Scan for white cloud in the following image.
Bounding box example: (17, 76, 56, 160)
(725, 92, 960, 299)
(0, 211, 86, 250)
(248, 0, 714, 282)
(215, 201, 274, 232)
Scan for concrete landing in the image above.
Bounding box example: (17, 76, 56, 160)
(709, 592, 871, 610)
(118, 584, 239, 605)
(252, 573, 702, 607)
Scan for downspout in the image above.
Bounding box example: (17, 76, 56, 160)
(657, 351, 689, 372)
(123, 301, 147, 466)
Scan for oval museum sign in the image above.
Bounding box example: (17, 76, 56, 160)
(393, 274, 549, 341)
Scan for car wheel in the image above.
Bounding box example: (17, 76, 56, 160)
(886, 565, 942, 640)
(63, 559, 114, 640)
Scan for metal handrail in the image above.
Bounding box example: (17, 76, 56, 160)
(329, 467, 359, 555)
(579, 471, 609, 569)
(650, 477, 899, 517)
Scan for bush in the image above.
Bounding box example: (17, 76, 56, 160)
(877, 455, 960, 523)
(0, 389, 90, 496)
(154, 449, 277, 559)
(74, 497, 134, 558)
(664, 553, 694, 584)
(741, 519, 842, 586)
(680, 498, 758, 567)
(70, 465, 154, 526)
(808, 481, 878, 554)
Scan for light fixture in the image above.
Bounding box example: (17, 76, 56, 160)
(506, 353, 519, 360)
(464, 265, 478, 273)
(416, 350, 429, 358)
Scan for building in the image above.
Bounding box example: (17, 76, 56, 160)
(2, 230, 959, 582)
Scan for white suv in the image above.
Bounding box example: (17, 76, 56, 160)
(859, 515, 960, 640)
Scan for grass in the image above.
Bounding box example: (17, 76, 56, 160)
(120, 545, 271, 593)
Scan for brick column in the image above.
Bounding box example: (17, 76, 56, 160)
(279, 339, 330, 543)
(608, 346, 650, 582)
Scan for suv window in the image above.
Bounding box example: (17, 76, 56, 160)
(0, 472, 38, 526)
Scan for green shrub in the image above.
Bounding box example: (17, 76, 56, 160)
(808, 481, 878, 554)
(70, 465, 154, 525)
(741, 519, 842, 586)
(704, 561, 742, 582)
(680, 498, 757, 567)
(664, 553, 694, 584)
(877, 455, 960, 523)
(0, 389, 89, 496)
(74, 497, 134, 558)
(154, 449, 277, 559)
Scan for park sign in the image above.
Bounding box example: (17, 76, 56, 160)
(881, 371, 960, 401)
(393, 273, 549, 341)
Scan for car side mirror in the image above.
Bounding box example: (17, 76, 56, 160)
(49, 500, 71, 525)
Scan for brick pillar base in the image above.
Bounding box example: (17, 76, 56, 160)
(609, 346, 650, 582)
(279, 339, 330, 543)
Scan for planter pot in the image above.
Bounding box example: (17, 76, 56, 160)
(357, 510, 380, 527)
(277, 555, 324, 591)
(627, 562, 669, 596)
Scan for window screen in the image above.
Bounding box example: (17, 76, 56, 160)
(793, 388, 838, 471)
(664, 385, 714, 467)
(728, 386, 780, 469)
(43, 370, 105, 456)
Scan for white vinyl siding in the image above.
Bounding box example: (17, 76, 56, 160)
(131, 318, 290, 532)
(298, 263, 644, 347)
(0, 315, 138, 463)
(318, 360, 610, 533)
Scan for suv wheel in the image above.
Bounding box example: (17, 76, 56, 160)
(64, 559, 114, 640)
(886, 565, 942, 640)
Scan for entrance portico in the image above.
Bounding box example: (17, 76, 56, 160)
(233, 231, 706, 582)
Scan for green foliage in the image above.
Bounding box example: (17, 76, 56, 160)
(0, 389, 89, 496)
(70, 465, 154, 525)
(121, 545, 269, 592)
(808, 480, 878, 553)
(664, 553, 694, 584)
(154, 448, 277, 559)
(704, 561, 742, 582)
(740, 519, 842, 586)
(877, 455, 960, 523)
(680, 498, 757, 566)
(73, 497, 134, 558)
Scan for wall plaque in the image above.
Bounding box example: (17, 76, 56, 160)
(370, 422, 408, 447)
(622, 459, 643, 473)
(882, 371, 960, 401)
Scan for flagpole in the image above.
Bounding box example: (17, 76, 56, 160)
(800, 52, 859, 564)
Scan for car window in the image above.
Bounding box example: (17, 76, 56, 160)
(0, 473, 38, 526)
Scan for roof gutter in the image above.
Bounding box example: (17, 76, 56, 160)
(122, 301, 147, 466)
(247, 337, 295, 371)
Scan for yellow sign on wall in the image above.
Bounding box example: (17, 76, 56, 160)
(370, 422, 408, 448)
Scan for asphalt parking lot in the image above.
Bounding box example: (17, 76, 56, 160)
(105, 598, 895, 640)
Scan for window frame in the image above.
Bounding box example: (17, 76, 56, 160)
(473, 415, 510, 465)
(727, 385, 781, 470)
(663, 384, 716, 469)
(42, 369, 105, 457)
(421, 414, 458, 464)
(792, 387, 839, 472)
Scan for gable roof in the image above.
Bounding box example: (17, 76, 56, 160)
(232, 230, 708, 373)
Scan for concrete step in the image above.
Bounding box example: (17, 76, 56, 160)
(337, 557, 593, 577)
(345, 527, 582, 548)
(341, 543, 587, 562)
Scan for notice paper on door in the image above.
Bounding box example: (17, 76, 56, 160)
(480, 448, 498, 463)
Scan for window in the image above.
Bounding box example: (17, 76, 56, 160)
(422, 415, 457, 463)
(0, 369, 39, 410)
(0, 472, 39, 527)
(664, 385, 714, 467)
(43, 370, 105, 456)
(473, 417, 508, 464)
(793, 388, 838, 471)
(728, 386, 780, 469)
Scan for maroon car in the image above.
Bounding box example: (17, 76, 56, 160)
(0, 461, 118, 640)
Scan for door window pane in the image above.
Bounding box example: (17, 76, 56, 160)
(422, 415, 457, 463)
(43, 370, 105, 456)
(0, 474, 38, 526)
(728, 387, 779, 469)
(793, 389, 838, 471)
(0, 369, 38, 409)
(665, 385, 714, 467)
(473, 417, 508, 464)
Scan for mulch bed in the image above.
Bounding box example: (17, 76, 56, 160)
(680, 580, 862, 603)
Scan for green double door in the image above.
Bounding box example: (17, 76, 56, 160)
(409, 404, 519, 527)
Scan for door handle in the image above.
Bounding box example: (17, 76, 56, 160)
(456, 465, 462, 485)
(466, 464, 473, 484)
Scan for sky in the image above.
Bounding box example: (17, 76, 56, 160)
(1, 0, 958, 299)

WHAT TO WORK ON. Keep every word intact and transcribe the records in full.

TASK OUTPUT.
Scan for white cloud in the following image.
Bounding box example: (17, 76, 56, 160)
(725, 92, 960, 299)
(0, 211, 86, 250)
(248, 0, 714, 282)
(215, 201, 274, 232)
Scan for concrete landing in the image above.
Bounding box example: (17, 76, 56, 160)
(709, 592, 871, 610)
(118, 584, 239, 605)
(252, 573, 702, 607)
Scan for downspout in the image above.
Bounding box example: (17, 76, 56, 160)
(657, 351, 689, 372)
(123, 301, 147, 466)
Scan for oval museum sign in the image above.
Bounding box example: (17, 76, 56, 160)
(393, 274, 549, 341)
Scan for car wheel in the image above.
Bounding box example: (17, 76, 56, 160)
(886, 565, 942, 640)
(63, 559, 114, 640)
Scan for metal handrail in the image above.
Bounding box example: (17, 76, 56, 160)
(329, 467, 359, 555)
(579, 471, 609, 569)
(650, 477, 899, 517)
Scan for bush in the image above.
Bounding box example: (17, 76, 56, 160)
(877, 455, 960, 523)
(0, 389, 90, 496)
(154, 449, 277, 559)
(74, 497, 134, 558)
(664, 553, 694, 584)
(741, 519, 842, 586)
(680, 498, 758, 567)
(70, 465, 154, 526)
(808, 481, 878, 554)
Scan for light fixture in the image above.
Bounding box example: (17, 76, 56, 160)
(506, 353, 519, 360)
(464, 265, 478, 273)
(416, 350, 429, 358)
Scan for building in the image above.
Bounding box example: (17, 76, 56, 160)
(2, 230, 959, 582)
Scan for white suv in the image above.
Bounding box example: (17, 76, 56, 160)
(859, 515, 960, 640)
Scan for grass in the image above.
Bounding box example: (17, 76, 56, 160)
(120, 545, 271, 593)
Scan for brick column in the image above.
Bounding box example: (17, 76, 56, 160)
(279, 339, 330, 543)
(608, 346, 650, 582)
Scan for suv window in the image above.
Bounding box example: (17, 76, 56, 160)
(0, 472, 38, 526)
Scan for green shrub in the image above.
Bounding box example: (17, 76, 56, 160)
(808, 481, 878, 554)
(70, 465, 154, 525)
(741, 519, 842, 586)
(704, 561, 742, 582)
(680, 498, 757, 567)
(664, 553, 694, 584)
(877, 455, 960, 523)
(0, 389, 89, 496)
(74, 497, 134, 558)
(154, 449, 277, 559)
Scan for park sign in the image above.
Bounding box example: (17, 76, 56, 160)
(881, 371, 960, 401)
(393, 273, 549, 341)
Scan for car side mirror in the image above.
Bounding box example: (17, 76, 56, 160)
(49, 500, 71, 525)
Scan for brick pillar base in the image above.
Bounding box example: (17, 76, 56, 160)
(609, 346, 650, 582)
(279, 339, 330, 543)
Scan for planter pot in the image above.
Bounding box example: (17, 76, 56, 160)
(357, 510, 380, 527)
(277, 555, 324, 591)
(627, 562, 669, 596)
Scan for window screen in the image above.
Bounding box example: (17, 76, 56, 160)
(793, 388, 838, 471)
(664, 385, 714, 467)
(728, 386, 780, 469)
(43, 370, 105, 456)
Scan for white vinyl siding in the image above.
Bounding box example: (17, 76, 56, 160)
(131, 318, 290, 532)
(298, 263, 644, 347)
(0, 315, 138, 463)
(318, 360, 610, 533)
Scan for suv wheel in the image above.
Bounding box example: (17, 76, 56, 160)
(64, 559, 114, 640)
(886, 565, 942, 640)
Scan for entrance portico in the image above.
Bounding box example: (17, 76, 56, 160)
(233, 231, 706, 582)
Scan for green foliage in the image above.
Bounding box example: (17, 76, 56, 160)
(0, 389, 89, 496)
(70, 465, 154, 525)
(121, 545, 269, 592)
(808, 480, 878, 553)
(664, 553, 694, 584)
(154, 448, 277, 559)
(704, 561, 742, 582)
(740, 519, 842, 586)
(877, 455, 960, 523)
(680, 498, 757, 566)
(73, 497, 134, 558)
Scan for wall plaque in the image above.
Bounding box example: (17, 76, 56, 160)
(370, 422, 408, 447)
(622, 459, 643, 473)
(882, 371, 960, 401)
Scan for flagpole in the image above.
Bounding box example: (17, 76, 56, 160)
(800, 52, 859, 564)
Scan for car window in the image above.
Bounding box example: (17, 76, 56, 160)
(0, 473, 38, 526)
Scan for roof gutter in the image above.
Bounding box example: (17, 76, 56, 160)
(122, 301, 147, 466)
(247, 337, 295, 371)
Scan for yellow sign on wall in the image above.
Bounding box example: (17, 76, 56, 160)
(370, 422, 408, 448)
Scan for asphalt parking lot in the image above.
Bounding box example: (17, 76, 56, 160)
(105, 598, 895, 640)
Scan for window frame in the image above.
Bounding box example: (17, 76, 56, 160)
(473, 415, 510, 465)
(727, 385, 781, 470)
(663, 384, 716, 469)
(42, 369, 105, 457)
(421, 414, 458, 464)
(792, 387, 839, 472)
Scan for gable roof in the image above.
Bounding box example: (17, 76, 56, 160)
(232, 230, 708, 373)
Scan for concrete step in the image above.
Bounding box example: (17, 76, 56, 160)
(337, 557, 593, 577)
(345, 527, 582, 548)
(341, 543, 587, 562)
Scan for notice paper on door in the image above.
Bounding box example: (17, 76, 56, 160)
(480, 448, 498, 463)
Scan for window in the image above.
Bounding box example: (17, 76, 56, 160)
(422, 415, 457, 463)
(0, 369, 39, 410)
(0, 472, 39, 527)
(664, 385, 714, 467)
(43, 370, 105, 456)
(473, 417, 508, 464)
(793, 388, 838, 471)
(728, 386, 780, 469)
Scan for maroon car in the image above.
Bounding box example: (17, 76, 56, 160)
(0, 461, 118, 640)
Scan for door window pane in the image above.
Bounding box example: (17, 76, 56, 160)
(422, 415, 457, 463)
(43, 370, 105, 456)
(0, 474, 38, 526)
(728, 387, 779, 469)
(793, 389, 838, 471)
(0, 369, 38, 409)
(665, 385, 714, 467)
(473, 417, 508, 464)
Scan for mulch bed in the image above.
Bounding box example: (17, 76, 56, 160)
(680, 580, 862, 603)
Scan for green double door in the image above.
Bounding box example: (17, 76, 56, 160)
(409, 404, 519, 527)
Scan for door handle in the image above.
Bounding box example: (17, 76, 56, 160)
(456, 465, 462, 485)
(466, 464, 473, 484)
Scan for sky in the image above.
Bounding box example: (17, 76, 56, 160)
(1, 0, 958, 299)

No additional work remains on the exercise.